### Provided data

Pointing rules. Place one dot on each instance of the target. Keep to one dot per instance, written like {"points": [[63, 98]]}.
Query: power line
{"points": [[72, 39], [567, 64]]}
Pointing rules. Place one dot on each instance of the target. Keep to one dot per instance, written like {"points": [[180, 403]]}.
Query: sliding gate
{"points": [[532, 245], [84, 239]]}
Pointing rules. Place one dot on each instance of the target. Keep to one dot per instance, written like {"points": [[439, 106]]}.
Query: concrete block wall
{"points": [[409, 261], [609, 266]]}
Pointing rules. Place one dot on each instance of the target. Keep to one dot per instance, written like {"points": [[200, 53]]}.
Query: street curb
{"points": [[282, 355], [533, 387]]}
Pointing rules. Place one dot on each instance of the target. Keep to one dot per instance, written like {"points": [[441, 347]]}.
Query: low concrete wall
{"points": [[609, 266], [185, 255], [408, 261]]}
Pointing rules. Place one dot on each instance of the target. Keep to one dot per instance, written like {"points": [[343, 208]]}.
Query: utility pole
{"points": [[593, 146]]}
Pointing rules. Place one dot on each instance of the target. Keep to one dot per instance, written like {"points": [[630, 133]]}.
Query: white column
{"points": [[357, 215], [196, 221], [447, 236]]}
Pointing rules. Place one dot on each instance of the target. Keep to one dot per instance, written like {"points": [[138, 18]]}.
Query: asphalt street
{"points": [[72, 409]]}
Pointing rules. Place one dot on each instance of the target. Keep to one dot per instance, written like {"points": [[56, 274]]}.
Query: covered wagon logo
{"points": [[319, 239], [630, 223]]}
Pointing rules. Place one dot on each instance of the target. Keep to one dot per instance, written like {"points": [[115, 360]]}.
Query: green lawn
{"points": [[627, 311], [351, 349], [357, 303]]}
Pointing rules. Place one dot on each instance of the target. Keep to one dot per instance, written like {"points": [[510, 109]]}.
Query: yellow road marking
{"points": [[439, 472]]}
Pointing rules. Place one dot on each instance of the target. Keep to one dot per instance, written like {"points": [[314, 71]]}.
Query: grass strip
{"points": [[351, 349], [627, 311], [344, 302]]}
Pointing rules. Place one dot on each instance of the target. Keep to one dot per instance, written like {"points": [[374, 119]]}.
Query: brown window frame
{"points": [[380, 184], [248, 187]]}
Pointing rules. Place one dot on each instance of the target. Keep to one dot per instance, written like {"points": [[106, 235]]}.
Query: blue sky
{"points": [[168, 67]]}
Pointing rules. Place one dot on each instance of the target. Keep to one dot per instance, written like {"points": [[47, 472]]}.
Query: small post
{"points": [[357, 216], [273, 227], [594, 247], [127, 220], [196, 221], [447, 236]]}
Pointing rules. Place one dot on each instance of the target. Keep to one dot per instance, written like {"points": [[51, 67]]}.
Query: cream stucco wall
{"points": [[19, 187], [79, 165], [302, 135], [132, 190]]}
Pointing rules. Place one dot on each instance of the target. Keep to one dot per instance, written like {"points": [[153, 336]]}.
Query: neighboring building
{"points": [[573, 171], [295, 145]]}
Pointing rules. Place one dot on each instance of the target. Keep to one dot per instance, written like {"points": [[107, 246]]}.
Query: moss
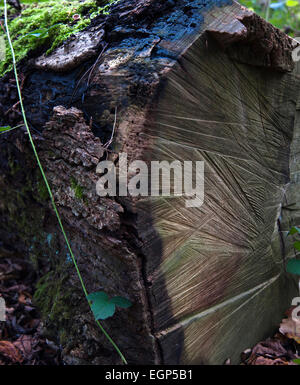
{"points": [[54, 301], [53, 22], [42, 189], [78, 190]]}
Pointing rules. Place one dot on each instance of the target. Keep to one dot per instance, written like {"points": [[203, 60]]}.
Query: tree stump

######
### Provided data

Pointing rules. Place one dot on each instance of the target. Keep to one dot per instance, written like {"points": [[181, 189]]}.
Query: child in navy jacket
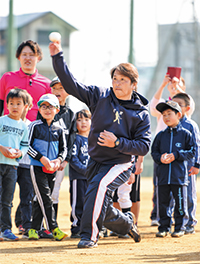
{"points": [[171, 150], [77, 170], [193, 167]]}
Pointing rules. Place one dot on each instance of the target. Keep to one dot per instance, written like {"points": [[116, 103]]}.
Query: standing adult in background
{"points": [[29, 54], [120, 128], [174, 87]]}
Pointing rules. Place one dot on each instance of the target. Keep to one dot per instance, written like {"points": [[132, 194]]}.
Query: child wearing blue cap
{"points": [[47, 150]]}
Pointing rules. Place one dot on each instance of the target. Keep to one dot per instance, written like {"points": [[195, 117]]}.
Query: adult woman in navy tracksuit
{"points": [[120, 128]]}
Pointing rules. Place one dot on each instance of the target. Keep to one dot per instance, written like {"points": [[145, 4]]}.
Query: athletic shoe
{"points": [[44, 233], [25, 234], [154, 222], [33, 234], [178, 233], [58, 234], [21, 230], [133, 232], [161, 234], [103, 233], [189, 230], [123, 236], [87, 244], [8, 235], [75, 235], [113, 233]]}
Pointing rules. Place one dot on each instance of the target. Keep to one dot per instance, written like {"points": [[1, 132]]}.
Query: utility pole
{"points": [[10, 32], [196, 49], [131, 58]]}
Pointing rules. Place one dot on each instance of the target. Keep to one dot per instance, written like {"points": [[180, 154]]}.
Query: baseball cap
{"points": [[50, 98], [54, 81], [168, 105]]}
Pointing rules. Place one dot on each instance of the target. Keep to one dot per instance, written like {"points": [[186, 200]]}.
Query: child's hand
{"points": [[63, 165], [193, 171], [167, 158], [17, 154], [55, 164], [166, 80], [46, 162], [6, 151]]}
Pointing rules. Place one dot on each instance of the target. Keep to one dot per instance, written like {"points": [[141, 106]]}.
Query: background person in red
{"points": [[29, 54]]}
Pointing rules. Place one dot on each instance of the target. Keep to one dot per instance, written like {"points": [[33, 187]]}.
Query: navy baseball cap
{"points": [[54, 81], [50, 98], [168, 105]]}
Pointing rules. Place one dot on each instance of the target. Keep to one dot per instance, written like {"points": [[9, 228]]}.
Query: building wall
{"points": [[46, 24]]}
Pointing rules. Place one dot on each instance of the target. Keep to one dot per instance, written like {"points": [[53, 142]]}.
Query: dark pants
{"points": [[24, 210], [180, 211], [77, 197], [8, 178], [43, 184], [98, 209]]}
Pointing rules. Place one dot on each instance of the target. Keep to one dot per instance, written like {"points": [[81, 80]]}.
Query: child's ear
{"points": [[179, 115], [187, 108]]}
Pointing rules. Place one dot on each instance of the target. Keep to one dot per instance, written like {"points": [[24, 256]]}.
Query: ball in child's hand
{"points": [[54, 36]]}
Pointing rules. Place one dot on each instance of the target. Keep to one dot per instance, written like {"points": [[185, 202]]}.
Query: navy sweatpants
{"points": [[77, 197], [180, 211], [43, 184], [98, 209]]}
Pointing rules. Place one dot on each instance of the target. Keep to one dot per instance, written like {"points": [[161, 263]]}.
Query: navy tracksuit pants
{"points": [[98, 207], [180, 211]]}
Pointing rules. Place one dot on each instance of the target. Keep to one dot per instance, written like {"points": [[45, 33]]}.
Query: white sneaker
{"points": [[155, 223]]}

######
### Provided data

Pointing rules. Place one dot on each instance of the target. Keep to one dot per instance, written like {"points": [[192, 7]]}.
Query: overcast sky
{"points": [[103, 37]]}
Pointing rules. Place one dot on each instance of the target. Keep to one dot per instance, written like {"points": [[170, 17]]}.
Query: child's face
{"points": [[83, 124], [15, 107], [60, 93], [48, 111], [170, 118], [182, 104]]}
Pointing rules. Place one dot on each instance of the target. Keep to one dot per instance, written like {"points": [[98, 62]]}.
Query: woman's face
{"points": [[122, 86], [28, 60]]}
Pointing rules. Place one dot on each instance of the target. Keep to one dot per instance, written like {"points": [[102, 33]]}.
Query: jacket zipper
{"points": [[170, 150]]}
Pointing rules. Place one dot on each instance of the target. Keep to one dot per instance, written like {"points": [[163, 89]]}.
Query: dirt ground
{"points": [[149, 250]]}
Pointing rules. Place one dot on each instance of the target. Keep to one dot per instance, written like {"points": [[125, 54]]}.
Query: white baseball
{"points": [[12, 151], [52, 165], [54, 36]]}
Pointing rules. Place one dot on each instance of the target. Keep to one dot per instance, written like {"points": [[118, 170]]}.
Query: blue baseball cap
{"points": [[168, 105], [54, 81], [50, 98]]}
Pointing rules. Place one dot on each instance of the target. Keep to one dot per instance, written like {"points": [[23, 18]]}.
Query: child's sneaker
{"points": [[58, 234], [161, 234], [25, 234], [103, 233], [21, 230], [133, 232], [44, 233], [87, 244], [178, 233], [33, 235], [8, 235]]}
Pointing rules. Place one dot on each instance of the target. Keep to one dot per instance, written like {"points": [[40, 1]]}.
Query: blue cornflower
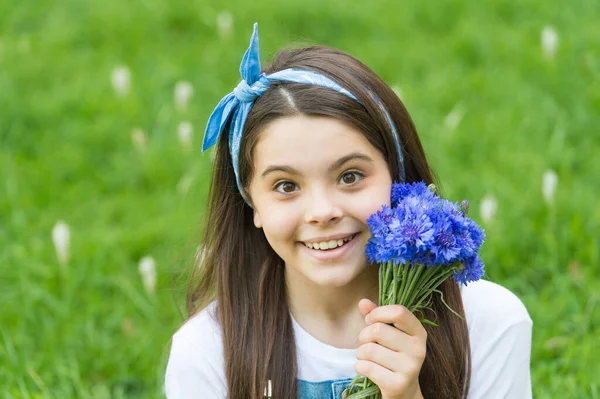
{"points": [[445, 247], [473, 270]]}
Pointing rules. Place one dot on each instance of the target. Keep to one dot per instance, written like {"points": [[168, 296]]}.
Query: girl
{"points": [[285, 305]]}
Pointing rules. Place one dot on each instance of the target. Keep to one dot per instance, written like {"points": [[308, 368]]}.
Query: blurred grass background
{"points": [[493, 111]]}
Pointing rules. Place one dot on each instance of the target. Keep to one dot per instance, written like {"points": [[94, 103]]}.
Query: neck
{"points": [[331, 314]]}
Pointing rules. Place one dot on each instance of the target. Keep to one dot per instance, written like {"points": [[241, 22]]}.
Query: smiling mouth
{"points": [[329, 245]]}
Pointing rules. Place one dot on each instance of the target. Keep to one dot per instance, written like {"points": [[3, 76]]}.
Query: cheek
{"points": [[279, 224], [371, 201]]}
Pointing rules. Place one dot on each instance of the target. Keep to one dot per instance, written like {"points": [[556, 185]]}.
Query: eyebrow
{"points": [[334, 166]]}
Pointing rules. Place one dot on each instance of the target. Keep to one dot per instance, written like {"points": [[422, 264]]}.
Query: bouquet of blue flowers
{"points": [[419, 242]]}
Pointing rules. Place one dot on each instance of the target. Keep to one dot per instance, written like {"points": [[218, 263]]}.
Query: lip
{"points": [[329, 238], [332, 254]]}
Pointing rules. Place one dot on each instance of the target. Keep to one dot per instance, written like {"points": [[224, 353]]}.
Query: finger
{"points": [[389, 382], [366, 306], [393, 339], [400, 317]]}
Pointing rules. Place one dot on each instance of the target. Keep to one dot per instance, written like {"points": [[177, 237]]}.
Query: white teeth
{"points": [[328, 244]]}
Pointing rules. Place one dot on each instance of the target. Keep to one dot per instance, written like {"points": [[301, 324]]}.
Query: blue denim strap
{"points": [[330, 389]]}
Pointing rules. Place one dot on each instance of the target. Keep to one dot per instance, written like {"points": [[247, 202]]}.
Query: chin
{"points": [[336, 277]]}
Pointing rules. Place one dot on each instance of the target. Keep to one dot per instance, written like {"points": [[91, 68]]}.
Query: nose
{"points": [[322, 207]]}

######

What should come back is an exact copy of the lines above from the line with "Query: moss" to the line with "Query: tree stump", both included, minus the pictures.

▶ **Solved problem**:
Query: moss
{"points": [[54, 301], [53, 22], [42, 189], [78, 190]]}
Pointing rules. Place one dot on each instance of the target. Keep to one dot per instance, written like {"points": [[203, 60]]}.
Query: tree stump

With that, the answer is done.